- [Exercice 1]:
Convertis en CSV à deux colonnes, consigne et reponse, les enregistrements depuis celui qui contient « medieval great helm. » jusqu'à la fin des enregistrements, bornes comprises, à raison d'une ligne par enregistrement, chaque champ entre guillemets et les retours à la ligne remplacés par des espaces. Laisse les images hors de ta réponse.

- [Extrait proposé]:
__________________________________________________

Nous devons par ailleurs renforcer nos compétences de prévision et de planification d’achats des matériels, afin que nos fournisseurs puissent adapter le capacitaire. Je vous donne un exemple : le nombre d’achats de certains matériaux et produits, comme les transformateurs, a explosé, passant du simple au double. Nous en achetions 6 000 en moyenne il y a quelques années encore et nous en avons acheté près de 13 000 en 2022. La croissance soutenue des EnR nous a conduit à réajuster le besoin aux alentours de 20 000 transformateurs par an. Le tissu industriel est mis au défi face à de telles volumétries et nous travaillons en lien avec lui afin d’adapter le capacitaire pour faire face aux enjeux de croissance : construction de nouvelles lignes de productions, émergence de nouveaux fournisseurs …

Pour financer ses 96 milliards d’euros d’investissements, Enedis devra aussi trouver des modèles de financement originaux et engager des négociations avec le régulateur. Vous dites chercher des pistes d’optimisation, en avez-vous déjà identifiées ?

Le régulateur attend de notre part un certain niveau de productivité. Et c’est bien normal, car, si je puis exposer les choses de façon caricaturale, une partie de notre productivité est rétrocédée dans le pouvoir d’achat de nos concitoyens. Cela pose l’enjeu social et sociétal auquel nous faisons face. La croissance, qui doit être financée, doit être soutenable financièrement. Pour ce faire, nous devons renforcer notre exigence de performance sur l’ensemble de la chaine de bout en bout : excellence opérationnelle, performance achats, …

Nos partenariats sont exigeants et doivent s’inscrire dans une obligation de résultat, dans le cadre de relations équilibrées

Le groupe doit en permanence actionner des leviers pour améliorer sa compétitivité. Et les Achats ont toute leur place dans cette action. Nous travaillons à développer des partenariats « de productivité » avec des acteurs industriels, comme je vous le disais, autour de contrats plus longs qui peuvent porter sur huit ans. Nos partenariats sont exigeants et doivent s’inscrire dans une obligation de résultat, dans le cadre de relations équilibrées. La direction des achats tient évidemment à entretenir des relations de qualité et équilibrées sur la durée avec ses prestataires et fournisseurs.

C’est une force dont vous faites preuve, qui s’est traduite il y a quelques années par l’obtention du label RFAR …

Effectivement. Nous sommes depuis 2019 labellisé RFAR le renouvellement pour trois ayant été entériné cette année. Cela récompense notre maîtrise, notre professionnalisme, notre maturité achats et notre contribution au bon développement des territoires. J’estime que notre politique achats responsables est mature. Nous veillons à entrainer la filière en fixant dans nos contrats des indicateurs de mieux disance RSE. C’est une première étape mais nous pouvons et devons allés plus loin encore.

__________________________________________________

- [Enregistrements fournis]:
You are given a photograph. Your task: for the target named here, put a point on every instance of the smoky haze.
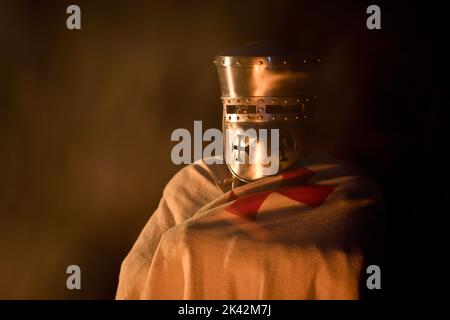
(86, 118)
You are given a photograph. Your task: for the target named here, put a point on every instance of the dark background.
(86, 118)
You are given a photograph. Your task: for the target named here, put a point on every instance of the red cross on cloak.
(293, 185)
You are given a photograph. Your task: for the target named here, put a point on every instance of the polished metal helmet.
(263, 89)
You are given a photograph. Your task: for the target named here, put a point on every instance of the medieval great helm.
(265, 86)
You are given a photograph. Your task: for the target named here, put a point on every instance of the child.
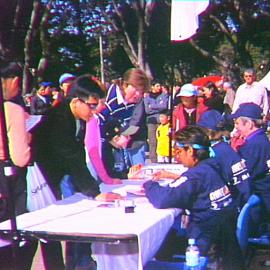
(202, 191)
(163, 138)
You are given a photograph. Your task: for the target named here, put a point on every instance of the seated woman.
(232, 166)
(203, 192)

__________________________________________________

- [Exercice 2]:
Reproduis sans rien changer le passage de l'extrait sur les achats d'Enedis qui va de « Le groupe doit » jusqu'à « prestataires et fournisseurs. ».

- [Bonne réponse 1]:
consigne,reponse
"You are given a photograph. Your task: for the target named here, put a point on every instance of the medieval great helm.","(265, 86)"
"You are given a photograph. Your task: for the target named here, put a point on every instance of the child.","(202, 191) (163, 138)"
"You are given a photograph. Your task: for the target named here, put a point on every instance of the seated woman.","(232, 166) (203, 192)"

- [Bonne réponse 2]:
Le groupe doit en permanence actionner des leviers pour améliorer sa compétitivité. Et les Achats ont toute leur place dans cette action. Nous travaillons à développer des partenariats « de productivité » avec des acteurs industriels, comme je vous le disais, autour de contrats plus longs qui peuvent porter sur huit ans. Nos partenariats sont exigeants et doivent s’inscrire dans une obligation de résultat, dans le cadre de relations équilibrées. La direction des achats tient évidemment à entretenir des relations de qualité et équilibrées sur la durée avec ses prestataires et fournisseurs.